Objective 1: Reproduce the LED bulb thread below word for word between "Pure white I" and "6000K really is.", inclusive.
Objective 2: How many lines in the rows below contain the string "white"? Reply with the number only.

Quoted passage:
★ ★ ★ ★

Still waiting on the puddle and front signal bulbs.....as for the reverse, I need to look into that. I actually ordered a pair once but got frustrated with the install and tossed them away....... I'll most probably buy another set......BA9s


----------



## mtomaska (Sep 3, 2012)

It looks like you guys have lot of experience with leds. Where can i buy 194 led's that have 5000K color?
Ebay has lot of leds but they are all 6000K and have blueish tint in them. I want simple pure white led for my dome lights, puddle lights etc

thanks


----------



## usaf-lt-g (May 16, 2012)

mtomaska said:


> It looks like you guys have lot of experience with leds. Where can i buy 194 led's that have 5000K color?
> Ebay has lot of leds but they are all 6000K and have blueish tint in them. I want simple pure white led for my dome lights, puddle lights etc
> 
> thanks


Pure white I believe would be closer to 4000K - 4500K range. 

Have you been on any recent airplanes lately? American Airlines has updated all of their bulbs to white LEDs as well, but they have the normal "slight" bluish tint to them.... same as the christmas light bulbs you would buy called "white." I don't think you're going to get around that. Most advertisers they say 6000K white..... mean that color white. They just have their own "perception" of what 6000K really is.


----------



## mtomaska (Sep 3, 2012)

Ok so what you are saying is that i should just get 6000K ?


----------



## Epence (Jan 7, 2010)

i dont believe there are ranges available for LEDs other than specific colors you are looking at.


----------



## usaf-lt-g (May 16, 2012)

Epence said:


> i dont believe there are ranges available for LEDs other than specific colors you are looking at.


On ebay, they're advertised as being within "a certain range."

If you're looking on ebay for them 6000K should suffice.... You should be searching by: bulb type, LED, white, and if necessary, a color range (i.e. 6000K). Although if you specify white, the range is redundant. For example I did a search the other day for my brake lights as follows:

"W21W bulb Red LED"

In addition, after the search results came back, I went to the left hand side of the screen and sorted for shippers in the United States only.... because otherwise, you'll get all the hong kong and china shippers who take FOREVER to get anything to the states.

★ ★ ★ ★

Provided information:
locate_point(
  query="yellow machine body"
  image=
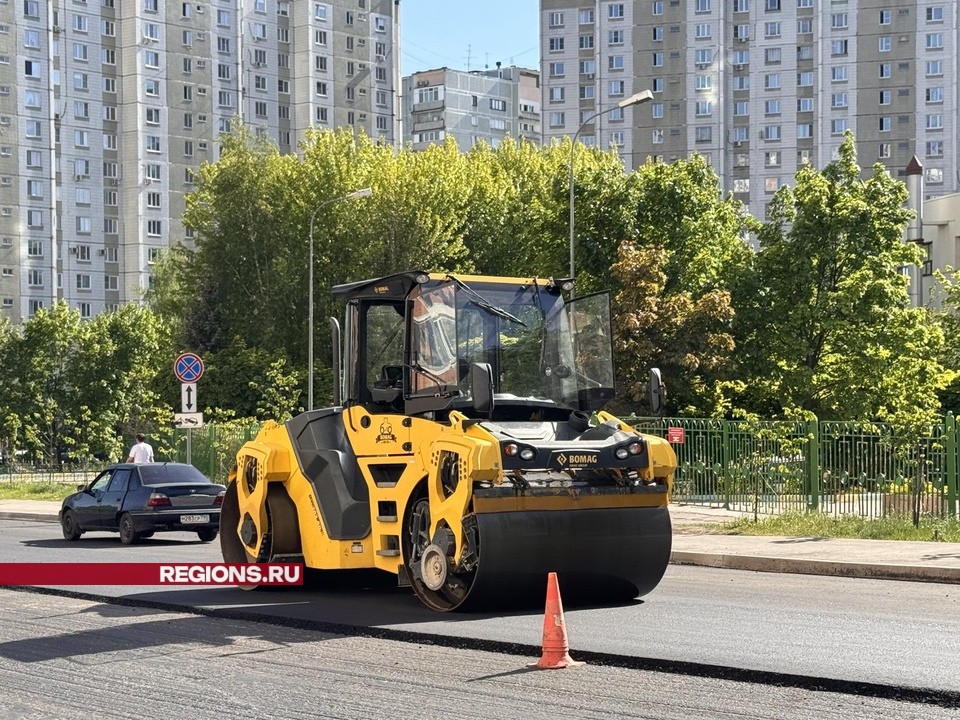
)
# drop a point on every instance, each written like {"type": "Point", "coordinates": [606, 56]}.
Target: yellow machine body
{"type": "Point", "coordinates": [469, 495]}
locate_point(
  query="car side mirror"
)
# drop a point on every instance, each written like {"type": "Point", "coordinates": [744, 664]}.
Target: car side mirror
{"type": "Point", "coordinates": [481, 387]}
{"type": "Point", "coordinates": [658, 392]}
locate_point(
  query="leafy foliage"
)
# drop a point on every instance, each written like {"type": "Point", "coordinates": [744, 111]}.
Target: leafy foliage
{"type": "Point", "coordinates": [824, 321]}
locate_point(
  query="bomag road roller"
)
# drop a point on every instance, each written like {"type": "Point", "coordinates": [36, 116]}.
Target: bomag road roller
{"type": "Point", "coordinates": [466, 451]}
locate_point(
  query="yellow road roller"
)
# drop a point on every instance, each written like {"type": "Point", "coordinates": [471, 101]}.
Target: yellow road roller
{"type": "Point", "coordinates": [467, 451]}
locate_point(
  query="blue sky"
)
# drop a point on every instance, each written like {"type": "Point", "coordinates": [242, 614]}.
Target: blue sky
{"type": "Point", "coordinates": [438, 33]}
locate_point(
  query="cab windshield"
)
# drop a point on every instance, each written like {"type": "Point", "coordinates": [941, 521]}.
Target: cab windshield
{"type": "Point", "coordinates": [538, 347]}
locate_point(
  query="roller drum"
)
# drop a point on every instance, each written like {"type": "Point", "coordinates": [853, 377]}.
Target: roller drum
{"type": "Point", "coordinates": [600, 555]}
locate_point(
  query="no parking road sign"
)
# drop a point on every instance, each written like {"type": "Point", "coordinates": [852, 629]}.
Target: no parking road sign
{"type": "Point", "coordinates": [188, 368]}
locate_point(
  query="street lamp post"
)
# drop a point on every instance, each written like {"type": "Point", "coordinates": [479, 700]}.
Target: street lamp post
{"type": "Point", "coordinates": [635, 99]}
{"type": "Point", "coordinates": [365, 192]}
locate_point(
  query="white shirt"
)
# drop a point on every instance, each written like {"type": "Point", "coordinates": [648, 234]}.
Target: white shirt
{"type": "Point", "coordinates": [141, 452]}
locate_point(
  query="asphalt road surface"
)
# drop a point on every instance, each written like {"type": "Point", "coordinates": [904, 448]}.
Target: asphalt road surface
{"type": "Point", "coordinates": [63, 657]}
{"type": "Point", "coordinates": [870, 638]}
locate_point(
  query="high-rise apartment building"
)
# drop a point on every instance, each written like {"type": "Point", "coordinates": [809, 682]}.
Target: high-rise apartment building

★ ★ ★ ★

Task answer 1:
Pure white I believe would be closer to 4000K - 4500K range. 

Have you been on any recent airplanes lately? American Airlines has updated all of their bulbs to white LEDs as well, but they have the normal "slight" bluish tint to them.... same as the christmas light bulbs you would buy called "white." I don't think you're going to get around that. Most advertisers they say 6000K white..... mean that color white. They just have their own "perception" of what 6000K really is.

Task answer 2: 2